- _Task description_
Identify, in the records below, every line where the string "black" appears, and copy each such line.

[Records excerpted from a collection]
====================
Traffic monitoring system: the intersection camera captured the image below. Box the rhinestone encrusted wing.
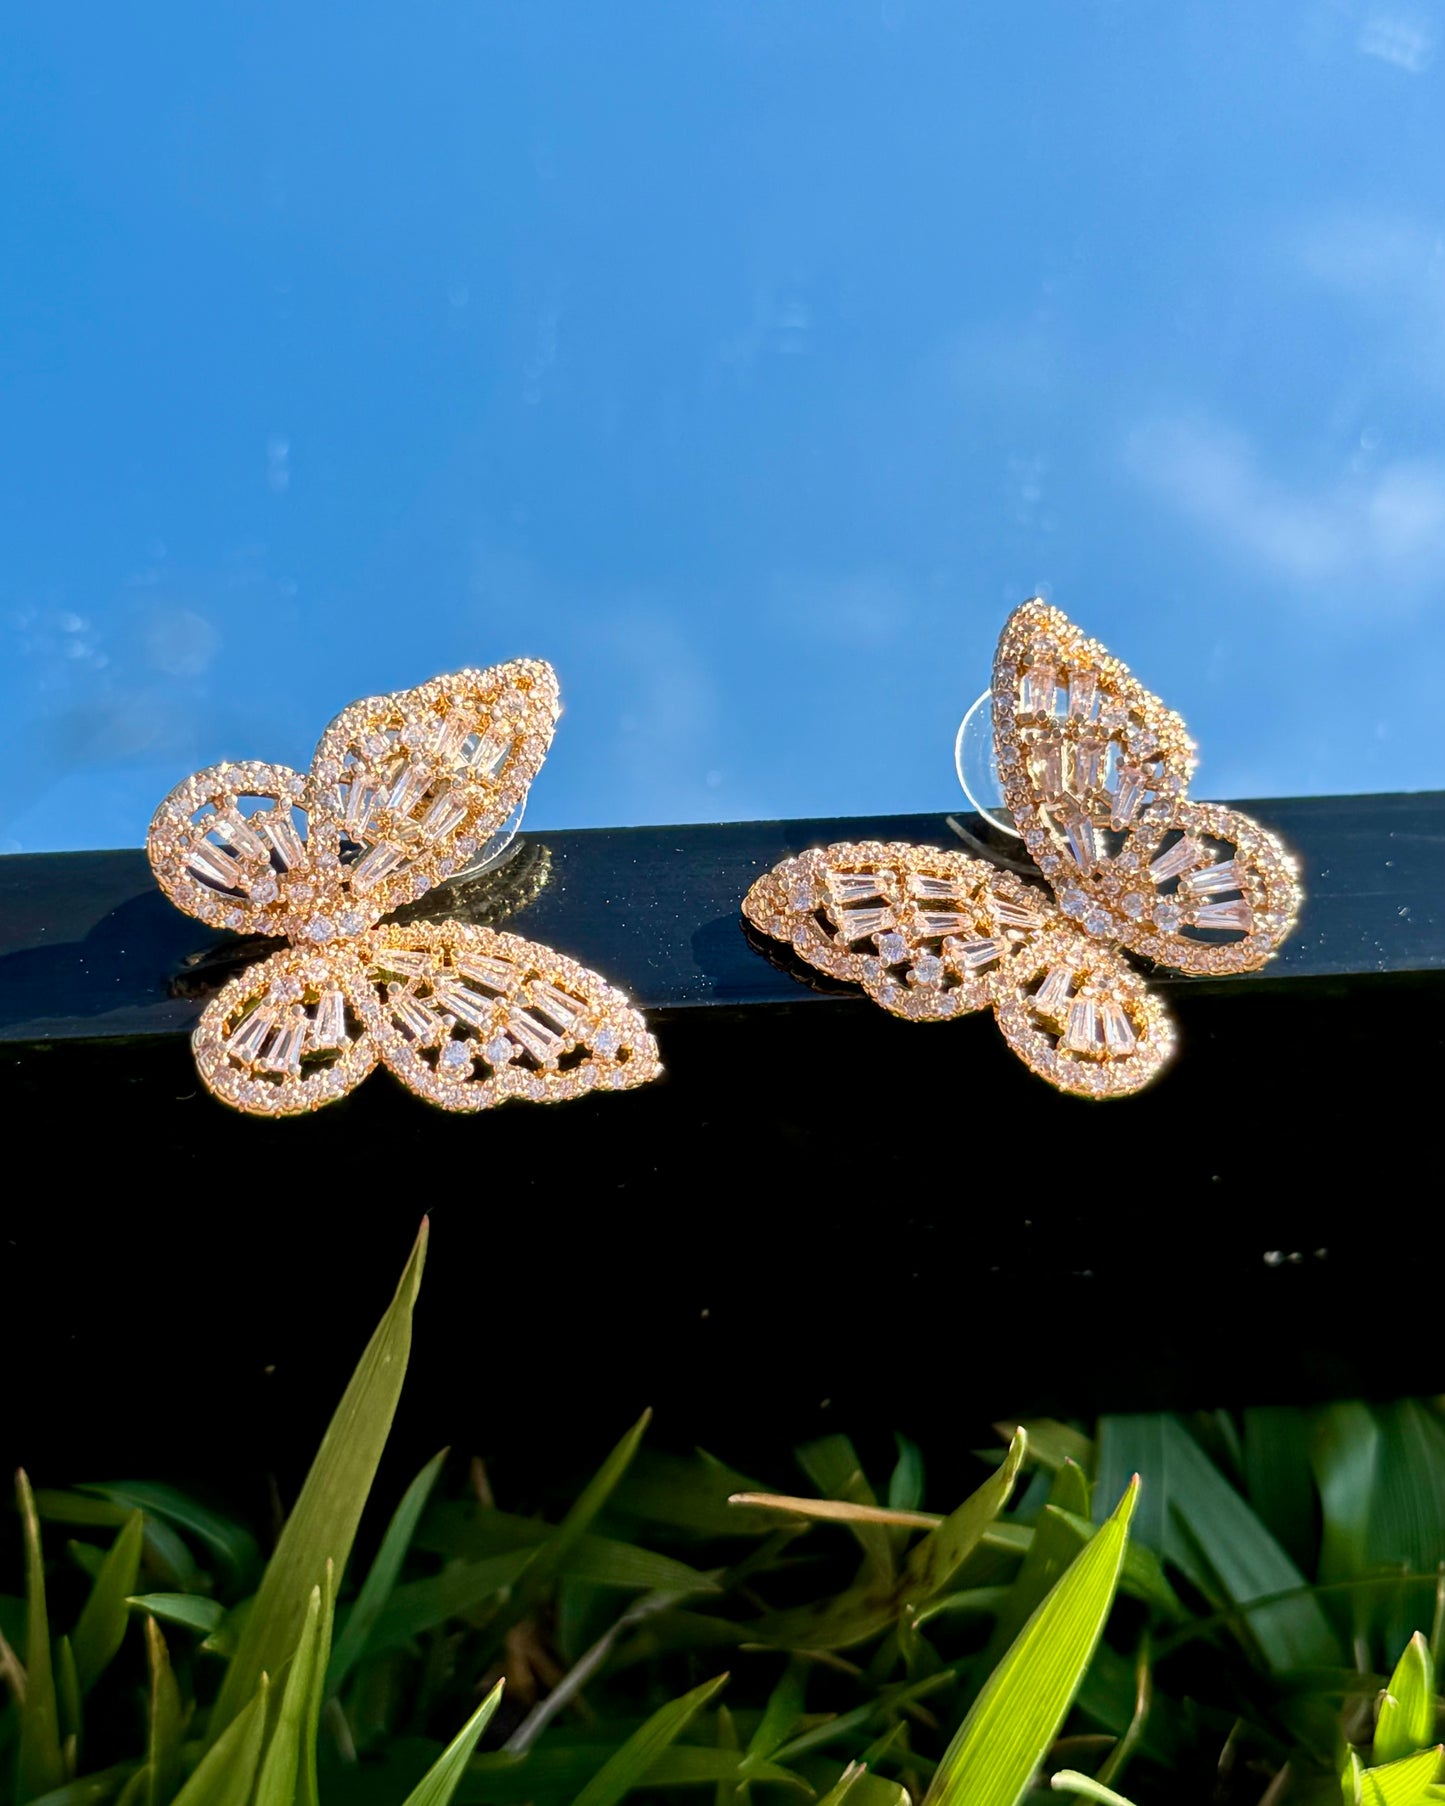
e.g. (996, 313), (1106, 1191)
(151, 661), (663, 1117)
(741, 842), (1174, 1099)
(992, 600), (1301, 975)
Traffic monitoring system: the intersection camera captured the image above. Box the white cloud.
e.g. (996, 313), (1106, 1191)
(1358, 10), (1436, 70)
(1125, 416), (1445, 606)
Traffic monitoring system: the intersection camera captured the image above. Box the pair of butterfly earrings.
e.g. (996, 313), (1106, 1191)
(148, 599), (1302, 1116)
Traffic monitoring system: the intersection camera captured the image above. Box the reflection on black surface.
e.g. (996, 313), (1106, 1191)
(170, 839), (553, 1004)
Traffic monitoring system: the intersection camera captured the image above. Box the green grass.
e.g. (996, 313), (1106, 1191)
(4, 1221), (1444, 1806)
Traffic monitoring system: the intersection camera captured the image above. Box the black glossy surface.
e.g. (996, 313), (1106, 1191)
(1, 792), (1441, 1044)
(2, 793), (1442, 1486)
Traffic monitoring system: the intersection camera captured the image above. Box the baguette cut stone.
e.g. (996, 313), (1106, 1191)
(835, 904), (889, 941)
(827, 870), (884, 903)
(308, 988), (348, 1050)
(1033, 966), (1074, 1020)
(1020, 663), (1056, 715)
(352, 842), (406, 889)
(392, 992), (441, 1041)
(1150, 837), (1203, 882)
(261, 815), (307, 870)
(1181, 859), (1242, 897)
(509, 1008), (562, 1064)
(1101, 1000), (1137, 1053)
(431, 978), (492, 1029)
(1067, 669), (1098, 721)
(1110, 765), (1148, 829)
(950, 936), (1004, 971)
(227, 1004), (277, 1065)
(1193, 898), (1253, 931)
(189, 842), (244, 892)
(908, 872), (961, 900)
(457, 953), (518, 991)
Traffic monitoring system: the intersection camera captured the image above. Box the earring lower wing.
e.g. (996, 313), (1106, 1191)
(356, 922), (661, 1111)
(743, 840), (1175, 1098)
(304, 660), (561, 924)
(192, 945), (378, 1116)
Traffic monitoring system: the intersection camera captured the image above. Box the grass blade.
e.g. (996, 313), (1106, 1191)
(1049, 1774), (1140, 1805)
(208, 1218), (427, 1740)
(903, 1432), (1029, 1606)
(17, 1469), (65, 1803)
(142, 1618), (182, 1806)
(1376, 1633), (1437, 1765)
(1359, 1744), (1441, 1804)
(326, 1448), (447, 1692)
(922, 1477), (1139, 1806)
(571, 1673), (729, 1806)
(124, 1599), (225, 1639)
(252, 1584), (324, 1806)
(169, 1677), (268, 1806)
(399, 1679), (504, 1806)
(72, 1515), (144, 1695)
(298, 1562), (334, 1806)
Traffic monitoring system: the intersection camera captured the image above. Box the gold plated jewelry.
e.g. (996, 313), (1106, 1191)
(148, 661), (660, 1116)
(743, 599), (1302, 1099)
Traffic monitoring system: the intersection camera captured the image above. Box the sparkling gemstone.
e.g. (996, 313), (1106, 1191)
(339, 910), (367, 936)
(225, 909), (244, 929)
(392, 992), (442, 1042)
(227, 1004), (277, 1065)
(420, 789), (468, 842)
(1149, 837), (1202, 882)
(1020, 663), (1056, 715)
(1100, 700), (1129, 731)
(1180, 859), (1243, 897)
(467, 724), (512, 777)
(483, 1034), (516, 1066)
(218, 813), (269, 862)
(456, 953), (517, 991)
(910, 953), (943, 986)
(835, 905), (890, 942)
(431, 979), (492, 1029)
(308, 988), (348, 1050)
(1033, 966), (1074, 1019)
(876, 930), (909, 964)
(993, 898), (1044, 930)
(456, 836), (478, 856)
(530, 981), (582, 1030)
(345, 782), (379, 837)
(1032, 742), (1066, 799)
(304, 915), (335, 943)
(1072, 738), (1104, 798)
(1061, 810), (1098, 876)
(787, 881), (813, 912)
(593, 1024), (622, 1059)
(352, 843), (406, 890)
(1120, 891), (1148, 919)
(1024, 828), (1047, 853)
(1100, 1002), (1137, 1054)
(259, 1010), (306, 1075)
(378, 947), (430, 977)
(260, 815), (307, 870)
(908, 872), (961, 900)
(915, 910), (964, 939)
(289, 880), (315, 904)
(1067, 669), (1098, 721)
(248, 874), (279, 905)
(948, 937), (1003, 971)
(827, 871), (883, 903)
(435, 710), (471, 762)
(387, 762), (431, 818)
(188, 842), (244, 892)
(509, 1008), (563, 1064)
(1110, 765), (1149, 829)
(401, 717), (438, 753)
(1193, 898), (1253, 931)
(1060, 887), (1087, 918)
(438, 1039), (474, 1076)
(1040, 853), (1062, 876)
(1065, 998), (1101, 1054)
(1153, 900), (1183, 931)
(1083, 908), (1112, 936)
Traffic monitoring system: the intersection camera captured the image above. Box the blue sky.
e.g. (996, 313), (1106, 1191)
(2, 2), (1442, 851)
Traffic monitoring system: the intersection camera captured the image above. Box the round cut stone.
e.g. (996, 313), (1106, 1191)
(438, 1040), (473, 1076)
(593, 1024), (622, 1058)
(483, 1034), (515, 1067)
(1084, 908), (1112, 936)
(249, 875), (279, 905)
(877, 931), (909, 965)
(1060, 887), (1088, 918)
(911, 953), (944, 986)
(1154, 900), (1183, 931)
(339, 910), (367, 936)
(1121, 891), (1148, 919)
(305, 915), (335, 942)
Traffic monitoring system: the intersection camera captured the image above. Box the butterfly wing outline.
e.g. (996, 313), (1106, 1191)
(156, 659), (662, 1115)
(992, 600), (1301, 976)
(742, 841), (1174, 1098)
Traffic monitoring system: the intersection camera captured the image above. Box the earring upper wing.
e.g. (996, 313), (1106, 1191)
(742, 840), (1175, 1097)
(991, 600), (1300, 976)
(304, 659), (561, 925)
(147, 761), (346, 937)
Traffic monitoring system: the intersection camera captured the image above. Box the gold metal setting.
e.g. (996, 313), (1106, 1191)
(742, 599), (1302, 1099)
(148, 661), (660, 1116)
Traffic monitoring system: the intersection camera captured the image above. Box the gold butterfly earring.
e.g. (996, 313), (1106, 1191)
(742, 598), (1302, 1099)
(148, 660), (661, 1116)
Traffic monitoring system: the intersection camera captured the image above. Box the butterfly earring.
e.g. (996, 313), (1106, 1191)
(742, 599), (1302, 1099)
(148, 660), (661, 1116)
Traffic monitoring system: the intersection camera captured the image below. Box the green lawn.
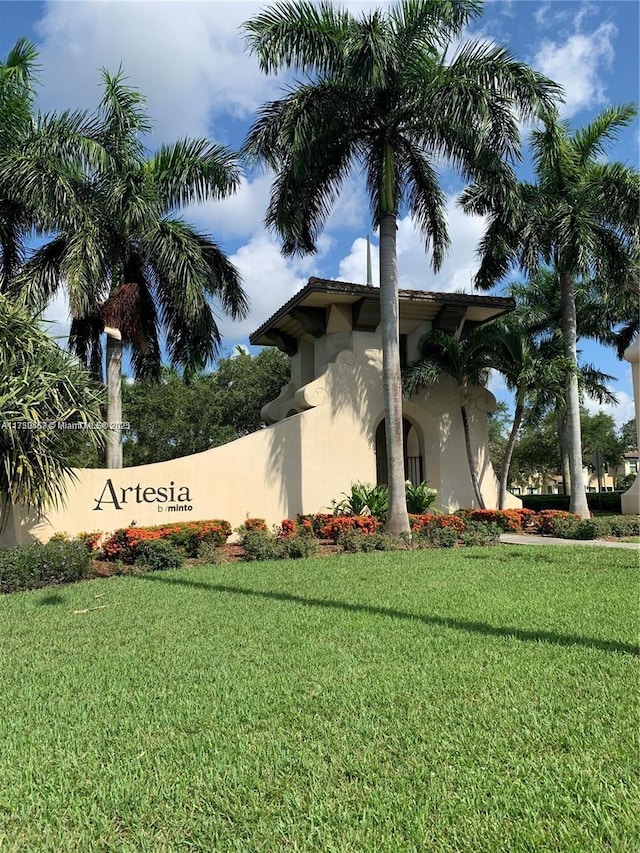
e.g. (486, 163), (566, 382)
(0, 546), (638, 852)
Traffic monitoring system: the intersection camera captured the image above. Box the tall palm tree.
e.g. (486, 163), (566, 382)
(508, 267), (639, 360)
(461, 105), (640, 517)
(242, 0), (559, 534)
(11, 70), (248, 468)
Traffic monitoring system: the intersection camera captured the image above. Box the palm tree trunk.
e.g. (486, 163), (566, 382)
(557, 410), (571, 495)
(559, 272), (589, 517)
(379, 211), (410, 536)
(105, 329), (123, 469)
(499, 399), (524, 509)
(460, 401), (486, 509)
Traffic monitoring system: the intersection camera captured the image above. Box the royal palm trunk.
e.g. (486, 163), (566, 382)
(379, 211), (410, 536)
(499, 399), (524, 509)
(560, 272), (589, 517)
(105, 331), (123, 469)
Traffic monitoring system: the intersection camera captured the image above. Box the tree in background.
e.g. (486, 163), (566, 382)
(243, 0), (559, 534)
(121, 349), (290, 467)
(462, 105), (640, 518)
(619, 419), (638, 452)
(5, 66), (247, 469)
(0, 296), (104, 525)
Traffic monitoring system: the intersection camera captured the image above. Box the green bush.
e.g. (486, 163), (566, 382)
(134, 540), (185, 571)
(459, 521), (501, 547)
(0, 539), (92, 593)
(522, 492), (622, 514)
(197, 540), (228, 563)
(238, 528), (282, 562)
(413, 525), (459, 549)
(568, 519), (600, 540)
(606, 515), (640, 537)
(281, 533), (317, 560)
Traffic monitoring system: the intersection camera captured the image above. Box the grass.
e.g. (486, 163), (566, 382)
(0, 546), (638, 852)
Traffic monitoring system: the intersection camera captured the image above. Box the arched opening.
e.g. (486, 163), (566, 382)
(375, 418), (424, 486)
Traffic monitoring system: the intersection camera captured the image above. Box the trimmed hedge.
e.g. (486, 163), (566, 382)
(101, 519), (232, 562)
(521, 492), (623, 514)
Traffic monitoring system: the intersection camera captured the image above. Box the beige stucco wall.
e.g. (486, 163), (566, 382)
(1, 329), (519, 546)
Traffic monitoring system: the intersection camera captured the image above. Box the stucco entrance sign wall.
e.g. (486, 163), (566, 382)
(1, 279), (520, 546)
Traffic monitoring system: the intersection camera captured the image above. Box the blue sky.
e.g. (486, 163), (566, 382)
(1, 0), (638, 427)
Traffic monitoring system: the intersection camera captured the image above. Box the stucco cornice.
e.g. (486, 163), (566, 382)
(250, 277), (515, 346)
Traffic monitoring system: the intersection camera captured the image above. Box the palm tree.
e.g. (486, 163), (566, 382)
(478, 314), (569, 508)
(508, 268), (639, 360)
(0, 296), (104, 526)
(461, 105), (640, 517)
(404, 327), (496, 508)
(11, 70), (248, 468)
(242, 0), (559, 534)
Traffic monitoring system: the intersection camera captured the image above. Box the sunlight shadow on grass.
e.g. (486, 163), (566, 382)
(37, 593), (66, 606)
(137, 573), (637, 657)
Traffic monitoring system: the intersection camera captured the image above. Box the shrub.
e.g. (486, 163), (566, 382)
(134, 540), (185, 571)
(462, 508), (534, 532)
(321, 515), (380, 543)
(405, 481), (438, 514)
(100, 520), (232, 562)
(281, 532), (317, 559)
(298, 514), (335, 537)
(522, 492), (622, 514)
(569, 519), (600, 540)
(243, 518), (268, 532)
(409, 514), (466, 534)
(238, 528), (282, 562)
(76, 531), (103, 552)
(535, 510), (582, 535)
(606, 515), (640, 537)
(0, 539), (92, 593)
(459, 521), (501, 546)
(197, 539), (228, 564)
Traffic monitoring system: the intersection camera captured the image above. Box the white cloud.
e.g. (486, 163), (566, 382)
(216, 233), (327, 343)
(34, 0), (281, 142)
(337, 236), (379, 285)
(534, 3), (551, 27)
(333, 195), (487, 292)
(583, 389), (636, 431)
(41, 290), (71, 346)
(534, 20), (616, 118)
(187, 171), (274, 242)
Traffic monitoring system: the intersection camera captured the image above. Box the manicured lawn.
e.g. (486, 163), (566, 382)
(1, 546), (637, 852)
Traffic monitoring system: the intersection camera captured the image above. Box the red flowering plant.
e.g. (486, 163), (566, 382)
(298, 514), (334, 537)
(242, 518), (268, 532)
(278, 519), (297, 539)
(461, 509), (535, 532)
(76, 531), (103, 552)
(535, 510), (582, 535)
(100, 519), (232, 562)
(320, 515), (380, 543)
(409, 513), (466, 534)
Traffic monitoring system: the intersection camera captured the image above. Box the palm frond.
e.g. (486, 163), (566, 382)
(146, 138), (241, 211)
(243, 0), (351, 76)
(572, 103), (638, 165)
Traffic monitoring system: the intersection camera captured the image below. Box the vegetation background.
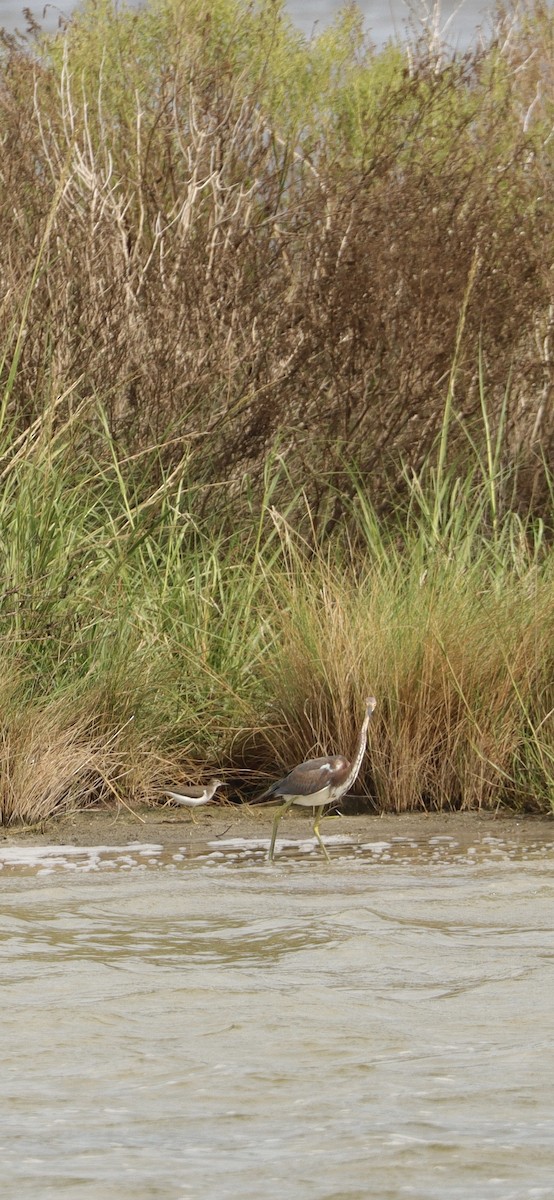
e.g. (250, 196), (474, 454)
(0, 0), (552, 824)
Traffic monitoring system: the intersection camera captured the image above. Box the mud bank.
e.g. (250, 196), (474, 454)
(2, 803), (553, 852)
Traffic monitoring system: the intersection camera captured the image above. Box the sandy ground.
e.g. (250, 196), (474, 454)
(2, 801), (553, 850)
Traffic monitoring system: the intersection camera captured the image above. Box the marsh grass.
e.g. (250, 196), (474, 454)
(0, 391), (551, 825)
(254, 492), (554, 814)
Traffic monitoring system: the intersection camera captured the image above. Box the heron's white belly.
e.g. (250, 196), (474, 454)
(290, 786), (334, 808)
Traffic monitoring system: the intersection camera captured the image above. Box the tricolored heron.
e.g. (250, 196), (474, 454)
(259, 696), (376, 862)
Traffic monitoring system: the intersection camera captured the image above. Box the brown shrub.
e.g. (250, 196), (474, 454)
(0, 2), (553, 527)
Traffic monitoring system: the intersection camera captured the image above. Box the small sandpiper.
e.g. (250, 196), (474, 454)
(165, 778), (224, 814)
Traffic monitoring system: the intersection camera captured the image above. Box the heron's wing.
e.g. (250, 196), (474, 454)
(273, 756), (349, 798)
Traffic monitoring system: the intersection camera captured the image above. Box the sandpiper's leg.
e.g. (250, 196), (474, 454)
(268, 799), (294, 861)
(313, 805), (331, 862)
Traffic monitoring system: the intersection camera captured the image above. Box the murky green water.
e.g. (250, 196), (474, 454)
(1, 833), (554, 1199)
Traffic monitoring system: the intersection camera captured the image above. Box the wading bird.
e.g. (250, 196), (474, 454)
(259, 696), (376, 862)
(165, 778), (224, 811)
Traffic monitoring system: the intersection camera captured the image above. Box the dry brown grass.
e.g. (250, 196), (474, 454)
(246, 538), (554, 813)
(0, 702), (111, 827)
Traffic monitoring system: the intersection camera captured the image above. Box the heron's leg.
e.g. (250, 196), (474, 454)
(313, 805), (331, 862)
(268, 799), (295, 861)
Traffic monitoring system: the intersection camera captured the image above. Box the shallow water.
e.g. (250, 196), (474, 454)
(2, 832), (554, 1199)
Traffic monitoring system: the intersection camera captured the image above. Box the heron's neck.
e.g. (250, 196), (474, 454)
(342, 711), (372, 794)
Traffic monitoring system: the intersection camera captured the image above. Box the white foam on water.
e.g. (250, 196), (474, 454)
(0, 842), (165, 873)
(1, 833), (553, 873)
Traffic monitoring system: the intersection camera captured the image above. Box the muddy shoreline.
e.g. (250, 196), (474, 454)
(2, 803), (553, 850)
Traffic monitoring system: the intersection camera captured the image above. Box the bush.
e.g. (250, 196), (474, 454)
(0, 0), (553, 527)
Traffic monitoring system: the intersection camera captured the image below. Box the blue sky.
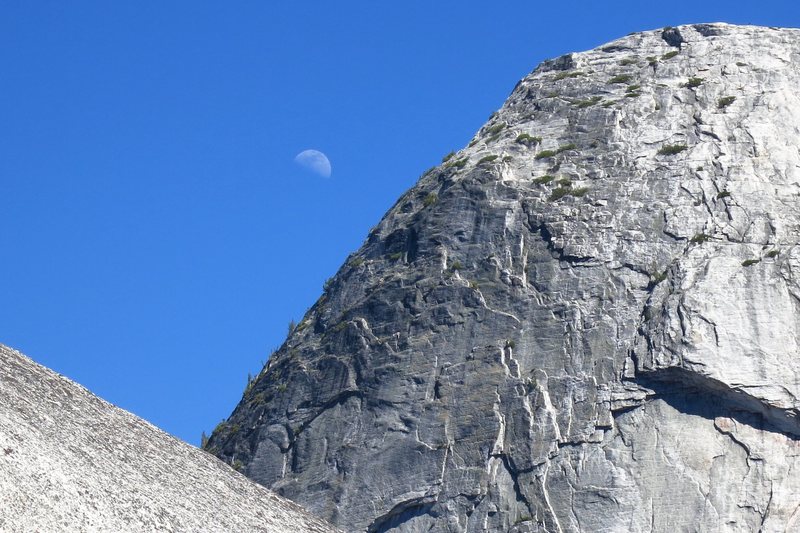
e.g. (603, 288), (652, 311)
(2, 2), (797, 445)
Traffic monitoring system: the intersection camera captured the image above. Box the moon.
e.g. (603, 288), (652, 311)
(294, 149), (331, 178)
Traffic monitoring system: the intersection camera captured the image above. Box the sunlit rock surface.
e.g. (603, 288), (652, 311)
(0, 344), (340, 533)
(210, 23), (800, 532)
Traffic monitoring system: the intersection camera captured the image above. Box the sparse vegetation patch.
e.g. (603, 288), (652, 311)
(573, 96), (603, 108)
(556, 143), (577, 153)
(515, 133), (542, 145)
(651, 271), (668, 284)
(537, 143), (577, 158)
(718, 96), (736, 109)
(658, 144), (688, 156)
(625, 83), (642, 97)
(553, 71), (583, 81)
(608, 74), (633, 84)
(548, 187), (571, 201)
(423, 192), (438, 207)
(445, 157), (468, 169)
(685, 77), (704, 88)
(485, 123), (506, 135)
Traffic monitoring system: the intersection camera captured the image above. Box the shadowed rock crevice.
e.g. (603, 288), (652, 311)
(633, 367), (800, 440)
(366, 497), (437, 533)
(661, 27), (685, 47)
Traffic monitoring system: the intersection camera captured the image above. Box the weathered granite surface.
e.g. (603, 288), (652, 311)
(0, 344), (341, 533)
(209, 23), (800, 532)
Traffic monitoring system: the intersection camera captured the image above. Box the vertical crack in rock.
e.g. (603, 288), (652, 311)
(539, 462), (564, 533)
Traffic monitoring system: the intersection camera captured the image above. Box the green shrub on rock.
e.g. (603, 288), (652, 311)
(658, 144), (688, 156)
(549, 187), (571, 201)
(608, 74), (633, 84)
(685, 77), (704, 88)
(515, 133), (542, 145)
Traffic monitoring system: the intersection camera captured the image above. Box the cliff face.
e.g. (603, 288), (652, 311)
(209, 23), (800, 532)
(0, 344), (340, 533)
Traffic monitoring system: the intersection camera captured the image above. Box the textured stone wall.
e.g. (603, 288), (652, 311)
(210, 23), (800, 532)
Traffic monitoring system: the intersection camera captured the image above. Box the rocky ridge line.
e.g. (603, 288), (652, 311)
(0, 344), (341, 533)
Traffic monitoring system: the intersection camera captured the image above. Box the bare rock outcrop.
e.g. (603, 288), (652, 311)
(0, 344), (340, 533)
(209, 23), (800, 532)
====================
- _Answer box_
Traffic monitoring system: the intersection camera captured the image above. Box the reflection on black surface.
Traffic monitoring system: the intersection camera captured the image above. Box the black glossy surface.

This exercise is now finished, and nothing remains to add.